+++ Dataset rows

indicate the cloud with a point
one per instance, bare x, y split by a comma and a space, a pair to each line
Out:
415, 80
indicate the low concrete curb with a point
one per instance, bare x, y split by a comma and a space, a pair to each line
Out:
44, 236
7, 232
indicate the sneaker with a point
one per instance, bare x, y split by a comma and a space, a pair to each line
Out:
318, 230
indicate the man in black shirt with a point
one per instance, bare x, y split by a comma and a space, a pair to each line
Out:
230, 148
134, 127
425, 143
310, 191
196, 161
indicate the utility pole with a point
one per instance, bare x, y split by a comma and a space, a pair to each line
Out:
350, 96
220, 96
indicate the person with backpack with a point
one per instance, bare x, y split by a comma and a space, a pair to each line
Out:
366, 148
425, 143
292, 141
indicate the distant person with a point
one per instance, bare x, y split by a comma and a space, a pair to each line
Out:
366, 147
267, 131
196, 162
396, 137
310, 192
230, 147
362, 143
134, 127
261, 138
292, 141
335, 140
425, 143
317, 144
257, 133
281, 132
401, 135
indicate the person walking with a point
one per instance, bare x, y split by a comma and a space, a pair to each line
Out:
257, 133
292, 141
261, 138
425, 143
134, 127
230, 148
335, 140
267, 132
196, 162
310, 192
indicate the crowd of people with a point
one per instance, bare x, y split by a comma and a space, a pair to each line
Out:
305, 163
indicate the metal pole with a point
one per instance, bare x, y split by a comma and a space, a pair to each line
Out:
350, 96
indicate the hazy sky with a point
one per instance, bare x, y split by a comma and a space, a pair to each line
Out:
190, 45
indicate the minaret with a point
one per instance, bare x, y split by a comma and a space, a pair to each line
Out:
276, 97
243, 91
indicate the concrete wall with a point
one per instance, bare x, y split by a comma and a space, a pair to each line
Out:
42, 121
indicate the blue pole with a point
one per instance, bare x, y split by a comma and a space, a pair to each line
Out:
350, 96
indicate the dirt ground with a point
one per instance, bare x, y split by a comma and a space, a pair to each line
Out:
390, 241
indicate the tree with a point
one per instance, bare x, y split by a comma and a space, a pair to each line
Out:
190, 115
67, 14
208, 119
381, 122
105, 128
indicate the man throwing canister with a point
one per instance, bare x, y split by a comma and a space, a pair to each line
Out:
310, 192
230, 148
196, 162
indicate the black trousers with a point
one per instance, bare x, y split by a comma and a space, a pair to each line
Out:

++++++

__Exercise description__: Print all of the data above again, word for word and line for line.

__Reply to the task__:
indicate the cloud with a point
one per instance, bare x, y split by a comma and a space, a pair to each line
Out:
415, 80
indicate the low concrete curb with a point
one per instance, bare x, y split by a comma and a space, a pair to each line
Out:
44, 236
7, 232
indicate the sneaker with a point
one per instance, bare x, y split by a comma and a space, a pair to each line
Out:
318, 230
indicate the man in black shirt with a point
one per instance, bare x, y split by a comma and a space, a pair to each line
Out:
230, 148
134, 127
425, 143
310, 191
196, 161
indicate the utility pole with a point
one per instance, bare x, y split by a comma and a space, a pair to each line
Out:
350, 96
220, 96
indicate the person with backpack with a point
one per instance, bare x, y split by a comma and a space, a pair to each line
Out:
366, 148
425, 143
292, 141
indicate the distant person with a point
one per instance, bare x, y split by a comma and a space, a pair to each line
Out:
366, 147
267, 131
196, 162
396, 137
310, 192
230, 147
362, 143
134, 127
261, 138
292, 141
335, 140
425, 143
317, 144
257, 133
281, 132
401, 135
indicate the person walking with a point
one per instance, bare x, y split by a comma and a space, a pair to each line
Out:
257, 133
292, 141
261, 138
425, 143
134, 127
230, 148
335, 140
267, 132
196, 162
310, 192
indicate the crowd of people with a point
one per instance, bare x, y split by a comma and a space, a pair to each line
Out:
305, 163
indicate the metal pole with a point
one per instance, bare x, y split by a comma and a space, a pair to each line
Out:
350, 96
indicate the hazy sky with a point
one per instance, bare x, y split by a comma and a space, a pair to each line
Out:
190, 45
indicate the minaret with a point
one per instance, bare x, y split by a comma and a space, a pair to each line
Out:
276, 97
243, 91
indicate the concrete wall with a point
one per instance, bare x, y split by a comma and a space, a pair to each line
Out:
42, 121
indicate the blue pole with a point
one per instance, bare x, y split by a comma and a space, a pair to each line
Out:
350, 96
indicate the dirt ground with a point
one per instance, bare x, y split by a comma and a space, a pair to each line
Out:
390, 241
indicate the tree with a point
one per instance, bare x, y split by a comma and a space, a pair to each line
Out:
190, 115
67, 14
208, 119
381, 122
105, 128
indicate the man throwing canister with a point
one per instance, bare x, y split by a comma and a space, a pair to each line
Out:
310, 192
230, 148
196, 162
indicate the black trousers with a point
one per instance, bare x, y split by a comma and a space, a pair to each line
Out:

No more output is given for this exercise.